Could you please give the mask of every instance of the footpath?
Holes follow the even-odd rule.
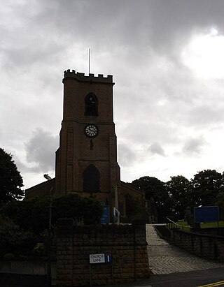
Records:
[[[159,237],[154,225],[146,225],[146,237],[150,278],[106,287],[224,286],[224,264],[200,258],[169,244]]]
[[[152,224],[146,225],[149,267],[154,274],[203,270],[224,264],[195,256],[160,239]]]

> WRITTEN TASK:
Write down all of the material above line for line without changing anything, and leave the picture out.

> COMPLETE OUTPUT:
Could you please give the mask of every instance of the footpath?
Holes follow the even-odd rule.
Records:
[[[159,237],[154,225],[146,225],[146,237],[150,278],[106,287],[224,286],[224,264],[200,258],[169,244]]]
[[[152,224],[146,225],[149,267],[154,274],[203,270],[224,264],[195,256],[160,239]]]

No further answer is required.